— What is being asked —
The reply should repeat all of the data word for word, with no pictures.

— Listed records —

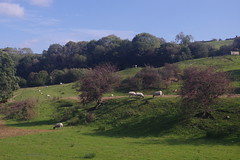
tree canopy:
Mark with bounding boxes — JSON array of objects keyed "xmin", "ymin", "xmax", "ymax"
[{"xmin": 0, "ymin": 51, "xmax": 19, "ymax": 103}]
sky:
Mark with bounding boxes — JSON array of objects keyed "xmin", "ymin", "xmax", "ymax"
[{"xmin": 0, "ymin": 0, "xmax": 240, "ymax": 53}]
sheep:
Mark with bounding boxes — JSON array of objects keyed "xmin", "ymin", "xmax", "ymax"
[
  {"xmin": 136, "ymin": 92, "xmax": 144, "ymax": 98},
  {"xmin": 153, "ymin": 91, "xmax": 163, "ymax": 98},
  {"xmin": 128, "ymin": 91, "xmax": 136, "ymax": 97},
  {"xmin": 53, "ymin": 123, "xmax": 63, "ymax": 129}
]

— Solution for this problem —
tree canopy:
Mark with bounding boxes — JSON array of objects keyed "xmin", "ymin", "xmax", "ymax"
[{"xmin": 0, "ymin": 51, "xmax": 19, "ymax": 103}]
sky:
Mark with bounding boxes — JSON array of objects keyed "xmin", "ymin", "xmax", "ymax"
[{"xmin": 0, "ymin": 0, "xmax": 240, "ymax": 53}]
sheep:
Mark with bounding boxes — JSON array of objects keyed "xmin", "ymin", "xmax", "ymax"
[
  {"xmin": 136, "ymin": 92, "xmax": 144, "ymax": 98},
  {"xmin": 153, "ymin": 91, "xmax": 163, "ymax": 98},
  {"xmin": 128, "ymin": 91, "xmax": 136, "ymax": 97},
  {"xmin": 53, "ymin": 123, "xmax": 63, "ymax": 129}
]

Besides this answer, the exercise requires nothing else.